(Tarea escrita): Anota, en el orden en que aparecen y sin repetir, los apellidos de todos los autores citados entre paréntesis en el texto sobre el punitivismo neoliberal.

(Texto):
========================================
3.1 El punitivismo neoliberal: Existiendo contra-en-y-más-allá de él
Resulta innegable la preponderancia actual del modelo de justicia punitivista de cariz neoconservador y neoliberal (Laurrari, 2009, 2018; Masson, 2019; McGlynn, 2022). Tal y como ha sido explorado anteriormente, este modelo no solo ha afectado la forma en que se concibe la justicia, sino que también ha transformado la respuesta institucional ante la violencia de género y la violencia sexual, particularmente en el contexto del sistema penal. El enfoque punitivista ha llevado a una revalorización de las medidas penales como la principal herramienta para abordar estos problemas sociales, relegando a un segundo plano otras estrategias que podrían ser más efectivas y menos perjudiciales para combatir estos fenómenos. Como consecuencia, el aumento de las penas de prisión y encarcelamiento por todo el mundo (Sudbury, 2005), así como las características de los crímenes cometidos y de los sujetos encarcelados (e.g., violencia doméstica, violencia sexual) (Taylor, 2018), revelan una asociación entre políticas criminales y penales feministas, y un aumento de la población carcelaria. Sin embargo, para iniciar la discusión debemos ser cautelosos al relacionar de manera absoluta, como lo tienden hacer algunas perspectivas anticarcelarias, el encarcelamiento masivo con las reivindicaciones feministas, entre otros factores, por tres puntos fundamentales.
Primero, es importante luchar contra el viraje punitivista sin desacreditar las preocupaciones sociales y las profundas formas de violencia que fundamentan el desarrollo de los procesos de responsabilidad legal asociados a las formas penales, como por ejemplo, el de la violencia doméstica en Portugal (Duarte, 2023) o del feminicidio en México (Lagarde, 2006). Cualquier uso del poder punitivo tiene efectos concretos que deben ser analizados críticamente, pero no puede ser confundido con la moral ni utilizado como parámetro para medir la relevancia de las pretensiones de los movimientos y agendas feministas. Cada época está rodeada de sus propias tensiones respecto a los procesos de lucha social que se encuentran localizados en ella, algo de lo cual las feministas nunca se han alienado; por el contrario, los movimientos feministas siempre promoverán un análisis que oscila entre la sospecha y la crítica sobre las instituciones del llamado Estado de Derecho, pero que al mismo tiempo reconoce que algo tan poderoso no puede ser simplemente ignorado (Logan, 2008).
========================================
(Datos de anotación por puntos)
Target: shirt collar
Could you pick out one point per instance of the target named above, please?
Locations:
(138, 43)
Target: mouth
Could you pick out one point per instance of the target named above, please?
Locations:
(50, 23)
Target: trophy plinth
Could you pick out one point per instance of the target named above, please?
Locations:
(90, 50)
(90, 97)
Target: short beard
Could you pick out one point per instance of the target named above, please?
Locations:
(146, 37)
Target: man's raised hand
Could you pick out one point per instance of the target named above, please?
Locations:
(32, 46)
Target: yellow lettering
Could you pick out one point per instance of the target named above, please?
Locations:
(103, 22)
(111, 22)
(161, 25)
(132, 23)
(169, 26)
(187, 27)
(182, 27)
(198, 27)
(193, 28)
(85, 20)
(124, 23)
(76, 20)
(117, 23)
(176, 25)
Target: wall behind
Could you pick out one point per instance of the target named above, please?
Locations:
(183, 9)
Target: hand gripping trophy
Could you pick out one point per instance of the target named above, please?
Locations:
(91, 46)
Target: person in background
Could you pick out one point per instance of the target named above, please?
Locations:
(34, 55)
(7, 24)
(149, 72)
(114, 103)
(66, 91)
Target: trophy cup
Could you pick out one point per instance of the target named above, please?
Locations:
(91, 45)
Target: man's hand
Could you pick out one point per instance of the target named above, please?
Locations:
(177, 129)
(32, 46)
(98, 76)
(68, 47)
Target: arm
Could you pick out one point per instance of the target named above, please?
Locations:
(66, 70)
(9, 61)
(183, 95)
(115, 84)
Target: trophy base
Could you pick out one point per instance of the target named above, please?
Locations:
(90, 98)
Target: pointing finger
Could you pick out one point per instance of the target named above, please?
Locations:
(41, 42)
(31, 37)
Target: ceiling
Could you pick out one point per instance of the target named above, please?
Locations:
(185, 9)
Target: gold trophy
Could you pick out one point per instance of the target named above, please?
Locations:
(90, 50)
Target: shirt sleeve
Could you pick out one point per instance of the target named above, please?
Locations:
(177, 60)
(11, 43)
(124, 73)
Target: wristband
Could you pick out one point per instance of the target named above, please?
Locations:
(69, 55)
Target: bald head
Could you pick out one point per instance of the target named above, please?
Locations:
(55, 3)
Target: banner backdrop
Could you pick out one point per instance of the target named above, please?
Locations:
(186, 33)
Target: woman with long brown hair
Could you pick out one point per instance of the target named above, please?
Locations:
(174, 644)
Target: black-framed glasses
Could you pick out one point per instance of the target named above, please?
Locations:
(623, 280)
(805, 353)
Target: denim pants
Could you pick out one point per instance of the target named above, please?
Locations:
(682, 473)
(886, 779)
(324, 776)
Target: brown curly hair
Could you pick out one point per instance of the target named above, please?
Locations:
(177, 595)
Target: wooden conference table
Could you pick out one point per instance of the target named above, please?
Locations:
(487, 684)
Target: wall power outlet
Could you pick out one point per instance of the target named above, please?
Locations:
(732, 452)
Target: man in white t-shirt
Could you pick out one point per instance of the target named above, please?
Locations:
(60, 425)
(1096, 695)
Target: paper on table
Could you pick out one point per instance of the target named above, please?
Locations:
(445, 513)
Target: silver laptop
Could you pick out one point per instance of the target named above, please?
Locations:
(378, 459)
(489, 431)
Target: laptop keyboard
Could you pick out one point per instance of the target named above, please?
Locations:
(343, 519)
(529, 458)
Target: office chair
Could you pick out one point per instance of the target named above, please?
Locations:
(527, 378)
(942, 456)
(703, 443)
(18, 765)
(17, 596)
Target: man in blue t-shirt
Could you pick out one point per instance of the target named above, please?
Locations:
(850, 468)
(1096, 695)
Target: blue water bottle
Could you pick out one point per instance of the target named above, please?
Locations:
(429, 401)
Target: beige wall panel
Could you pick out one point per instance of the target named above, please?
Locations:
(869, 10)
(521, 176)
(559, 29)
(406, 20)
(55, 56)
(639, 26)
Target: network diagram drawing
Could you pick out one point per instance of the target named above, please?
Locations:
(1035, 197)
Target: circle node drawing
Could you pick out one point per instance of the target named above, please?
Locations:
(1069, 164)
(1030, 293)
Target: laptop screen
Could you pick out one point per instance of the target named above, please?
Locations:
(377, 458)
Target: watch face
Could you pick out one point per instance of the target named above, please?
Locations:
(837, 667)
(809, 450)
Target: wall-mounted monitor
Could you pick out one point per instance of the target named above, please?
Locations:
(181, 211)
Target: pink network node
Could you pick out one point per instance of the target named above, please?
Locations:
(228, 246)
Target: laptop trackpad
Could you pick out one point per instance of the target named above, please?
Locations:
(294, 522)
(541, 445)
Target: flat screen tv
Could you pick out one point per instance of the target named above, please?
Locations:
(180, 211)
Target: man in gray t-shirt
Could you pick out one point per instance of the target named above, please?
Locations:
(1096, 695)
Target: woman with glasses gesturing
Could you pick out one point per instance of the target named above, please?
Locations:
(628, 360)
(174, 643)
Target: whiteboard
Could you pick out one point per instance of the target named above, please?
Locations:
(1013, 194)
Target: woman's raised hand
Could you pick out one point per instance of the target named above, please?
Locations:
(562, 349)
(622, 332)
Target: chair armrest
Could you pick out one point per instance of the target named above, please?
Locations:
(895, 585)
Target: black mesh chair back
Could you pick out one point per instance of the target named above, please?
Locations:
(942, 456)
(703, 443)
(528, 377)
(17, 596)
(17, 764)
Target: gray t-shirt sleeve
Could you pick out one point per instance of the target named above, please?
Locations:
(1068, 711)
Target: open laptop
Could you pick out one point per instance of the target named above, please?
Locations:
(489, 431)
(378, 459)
========================================
(Resultado del ejercicio): Laurrari, Masson, McGlynn, Sudbury, Taylor, Duarte, Lagarde, Logan